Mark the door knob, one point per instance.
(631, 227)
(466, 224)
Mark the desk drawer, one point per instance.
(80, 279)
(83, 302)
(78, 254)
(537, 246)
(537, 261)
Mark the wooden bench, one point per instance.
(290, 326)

--

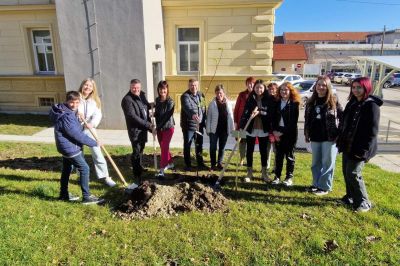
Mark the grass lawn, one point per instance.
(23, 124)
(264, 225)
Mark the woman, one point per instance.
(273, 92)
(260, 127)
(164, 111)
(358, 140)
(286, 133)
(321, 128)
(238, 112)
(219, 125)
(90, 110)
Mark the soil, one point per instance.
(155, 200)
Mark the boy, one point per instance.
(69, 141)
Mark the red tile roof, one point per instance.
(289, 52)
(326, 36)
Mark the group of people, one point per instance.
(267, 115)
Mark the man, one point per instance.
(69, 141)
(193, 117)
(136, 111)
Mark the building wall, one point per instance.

--

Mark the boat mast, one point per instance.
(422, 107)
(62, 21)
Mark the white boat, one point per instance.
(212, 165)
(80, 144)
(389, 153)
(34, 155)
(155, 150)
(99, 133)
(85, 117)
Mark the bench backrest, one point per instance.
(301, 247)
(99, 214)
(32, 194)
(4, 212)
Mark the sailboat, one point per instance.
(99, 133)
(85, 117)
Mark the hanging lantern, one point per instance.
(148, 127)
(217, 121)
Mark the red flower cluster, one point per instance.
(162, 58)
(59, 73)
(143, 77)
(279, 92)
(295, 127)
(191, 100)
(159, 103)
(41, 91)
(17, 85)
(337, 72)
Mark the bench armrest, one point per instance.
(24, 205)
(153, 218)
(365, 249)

--

> _Что сделать_: Выберите из списка выше каждую строку, в которой есть слово «bench».

> _Готовый ответ_:
Mark the wooden bench, one point per instance.
Mark the bench backrest, one point per instance.
Mark the bench armrest, one point per instance.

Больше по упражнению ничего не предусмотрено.